## PROVIDED RECORDS
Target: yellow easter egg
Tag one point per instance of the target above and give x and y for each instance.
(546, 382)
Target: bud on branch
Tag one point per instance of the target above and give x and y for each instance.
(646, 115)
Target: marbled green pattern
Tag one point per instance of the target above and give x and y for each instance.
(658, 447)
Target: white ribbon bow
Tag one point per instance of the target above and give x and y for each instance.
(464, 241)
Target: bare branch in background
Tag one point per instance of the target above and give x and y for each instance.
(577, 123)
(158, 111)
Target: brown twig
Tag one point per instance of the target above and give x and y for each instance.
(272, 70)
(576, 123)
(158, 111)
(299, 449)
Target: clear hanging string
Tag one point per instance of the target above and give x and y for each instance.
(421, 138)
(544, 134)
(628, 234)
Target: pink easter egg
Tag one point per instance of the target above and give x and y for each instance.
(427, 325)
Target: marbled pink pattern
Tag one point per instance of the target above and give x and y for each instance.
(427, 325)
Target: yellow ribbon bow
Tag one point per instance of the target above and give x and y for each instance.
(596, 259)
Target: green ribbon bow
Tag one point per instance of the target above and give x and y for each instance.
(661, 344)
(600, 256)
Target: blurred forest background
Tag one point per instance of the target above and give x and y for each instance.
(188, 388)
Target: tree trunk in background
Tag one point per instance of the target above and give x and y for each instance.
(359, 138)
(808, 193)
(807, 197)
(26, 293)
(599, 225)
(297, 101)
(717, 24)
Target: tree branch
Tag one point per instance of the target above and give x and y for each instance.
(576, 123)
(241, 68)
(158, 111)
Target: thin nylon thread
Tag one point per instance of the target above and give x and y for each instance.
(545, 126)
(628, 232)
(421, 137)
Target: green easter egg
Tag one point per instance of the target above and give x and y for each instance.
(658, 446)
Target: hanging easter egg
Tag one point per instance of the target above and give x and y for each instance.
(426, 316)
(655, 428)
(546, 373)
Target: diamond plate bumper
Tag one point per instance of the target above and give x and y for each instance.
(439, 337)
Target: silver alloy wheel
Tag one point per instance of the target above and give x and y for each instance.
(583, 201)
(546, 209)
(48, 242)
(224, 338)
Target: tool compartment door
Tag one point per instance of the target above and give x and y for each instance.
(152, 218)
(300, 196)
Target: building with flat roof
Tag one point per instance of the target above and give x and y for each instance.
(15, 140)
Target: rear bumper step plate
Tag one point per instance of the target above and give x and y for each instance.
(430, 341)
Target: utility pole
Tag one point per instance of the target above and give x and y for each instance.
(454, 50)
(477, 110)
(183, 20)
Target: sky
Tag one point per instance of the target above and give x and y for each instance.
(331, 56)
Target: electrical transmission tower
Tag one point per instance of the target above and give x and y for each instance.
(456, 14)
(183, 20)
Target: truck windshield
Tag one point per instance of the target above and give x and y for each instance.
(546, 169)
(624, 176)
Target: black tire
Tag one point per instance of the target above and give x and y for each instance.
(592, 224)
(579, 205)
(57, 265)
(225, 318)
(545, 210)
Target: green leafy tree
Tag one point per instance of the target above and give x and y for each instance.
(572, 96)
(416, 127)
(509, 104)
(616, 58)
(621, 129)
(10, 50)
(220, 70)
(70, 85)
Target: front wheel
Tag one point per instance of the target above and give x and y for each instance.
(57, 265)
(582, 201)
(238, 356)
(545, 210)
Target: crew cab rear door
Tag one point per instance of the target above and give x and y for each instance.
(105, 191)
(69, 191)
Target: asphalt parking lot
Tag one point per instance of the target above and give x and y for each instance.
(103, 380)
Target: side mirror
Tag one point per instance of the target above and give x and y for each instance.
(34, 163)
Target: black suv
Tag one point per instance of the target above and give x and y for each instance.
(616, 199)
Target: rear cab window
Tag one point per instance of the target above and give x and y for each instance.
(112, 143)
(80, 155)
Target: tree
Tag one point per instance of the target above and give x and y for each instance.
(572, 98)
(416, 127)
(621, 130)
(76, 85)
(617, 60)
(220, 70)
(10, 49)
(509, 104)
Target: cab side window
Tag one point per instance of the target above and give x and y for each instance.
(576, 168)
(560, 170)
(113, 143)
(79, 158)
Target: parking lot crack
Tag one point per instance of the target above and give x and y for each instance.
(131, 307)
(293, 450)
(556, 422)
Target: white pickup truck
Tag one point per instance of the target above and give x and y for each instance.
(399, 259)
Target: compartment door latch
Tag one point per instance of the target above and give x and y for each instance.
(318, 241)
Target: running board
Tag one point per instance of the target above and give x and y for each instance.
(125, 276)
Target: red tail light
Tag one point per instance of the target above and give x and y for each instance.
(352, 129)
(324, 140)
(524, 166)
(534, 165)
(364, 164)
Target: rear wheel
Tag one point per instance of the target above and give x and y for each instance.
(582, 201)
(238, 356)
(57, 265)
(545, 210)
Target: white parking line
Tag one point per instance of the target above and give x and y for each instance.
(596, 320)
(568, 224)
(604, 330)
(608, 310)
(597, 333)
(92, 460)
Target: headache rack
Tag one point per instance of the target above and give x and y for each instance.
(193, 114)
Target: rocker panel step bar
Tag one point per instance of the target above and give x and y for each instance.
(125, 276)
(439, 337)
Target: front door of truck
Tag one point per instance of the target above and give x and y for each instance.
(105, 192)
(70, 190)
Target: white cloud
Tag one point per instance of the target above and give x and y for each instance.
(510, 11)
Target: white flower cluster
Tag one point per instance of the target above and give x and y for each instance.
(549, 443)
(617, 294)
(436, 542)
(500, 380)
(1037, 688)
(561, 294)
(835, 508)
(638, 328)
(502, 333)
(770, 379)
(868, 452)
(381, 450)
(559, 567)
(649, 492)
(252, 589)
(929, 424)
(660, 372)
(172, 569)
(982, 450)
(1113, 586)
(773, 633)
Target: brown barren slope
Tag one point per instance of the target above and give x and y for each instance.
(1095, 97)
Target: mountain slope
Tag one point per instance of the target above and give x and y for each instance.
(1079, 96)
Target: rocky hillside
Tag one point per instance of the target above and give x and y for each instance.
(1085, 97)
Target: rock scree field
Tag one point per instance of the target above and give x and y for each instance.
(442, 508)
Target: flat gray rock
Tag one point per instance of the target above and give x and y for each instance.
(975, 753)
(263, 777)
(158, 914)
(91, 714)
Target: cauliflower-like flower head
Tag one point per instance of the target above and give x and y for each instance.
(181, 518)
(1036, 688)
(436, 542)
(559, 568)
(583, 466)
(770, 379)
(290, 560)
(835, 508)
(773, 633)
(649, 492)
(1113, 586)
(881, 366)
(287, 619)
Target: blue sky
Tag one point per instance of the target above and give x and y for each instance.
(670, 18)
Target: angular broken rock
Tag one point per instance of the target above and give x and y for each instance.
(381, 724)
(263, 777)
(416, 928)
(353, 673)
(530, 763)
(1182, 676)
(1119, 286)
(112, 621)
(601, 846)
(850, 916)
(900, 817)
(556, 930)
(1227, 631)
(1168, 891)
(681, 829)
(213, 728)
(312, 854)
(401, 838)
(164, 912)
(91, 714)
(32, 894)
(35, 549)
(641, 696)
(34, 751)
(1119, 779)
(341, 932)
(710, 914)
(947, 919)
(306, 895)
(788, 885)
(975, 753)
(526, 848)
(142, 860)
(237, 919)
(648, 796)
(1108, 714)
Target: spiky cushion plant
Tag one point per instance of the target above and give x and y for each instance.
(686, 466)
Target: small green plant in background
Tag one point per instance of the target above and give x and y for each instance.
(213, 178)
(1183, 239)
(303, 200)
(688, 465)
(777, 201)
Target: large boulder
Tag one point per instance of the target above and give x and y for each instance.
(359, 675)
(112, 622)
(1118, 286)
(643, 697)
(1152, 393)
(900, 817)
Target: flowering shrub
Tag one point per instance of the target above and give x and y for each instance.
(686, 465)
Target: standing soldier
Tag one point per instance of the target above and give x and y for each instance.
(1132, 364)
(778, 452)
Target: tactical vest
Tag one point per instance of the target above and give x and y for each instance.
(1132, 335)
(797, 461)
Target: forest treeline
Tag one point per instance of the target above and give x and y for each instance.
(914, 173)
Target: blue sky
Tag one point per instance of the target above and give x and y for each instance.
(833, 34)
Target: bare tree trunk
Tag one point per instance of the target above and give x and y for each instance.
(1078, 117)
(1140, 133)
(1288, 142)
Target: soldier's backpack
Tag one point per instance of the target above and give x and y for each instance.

## TASK
Give back exactly the lines beginning at the one with "Target: tactical vest" and ending at the final line of the material; both boundary lines belong in it.

## SOLVED EXERCISE
Target: tactical vest
Tag one point per instance of the target above and give x and y for each instance.
(1132, 335)
(797, 461)
Target: forest treeline
Tag one point per instance of the target above and give x and y for each instance.
(914, 173)
Target: blue sky
Tag one point per instance of the target above and give x and y for each instance.
(833, 34)
Target: bare tree trunk
Tag one point per instance of the target above and give x and y for each instance.
(1078, 117)
(1140, 133)
(1288, 142)
Target: soldier's backpack
Tag one point per instance of the target above and give x and y for each instance.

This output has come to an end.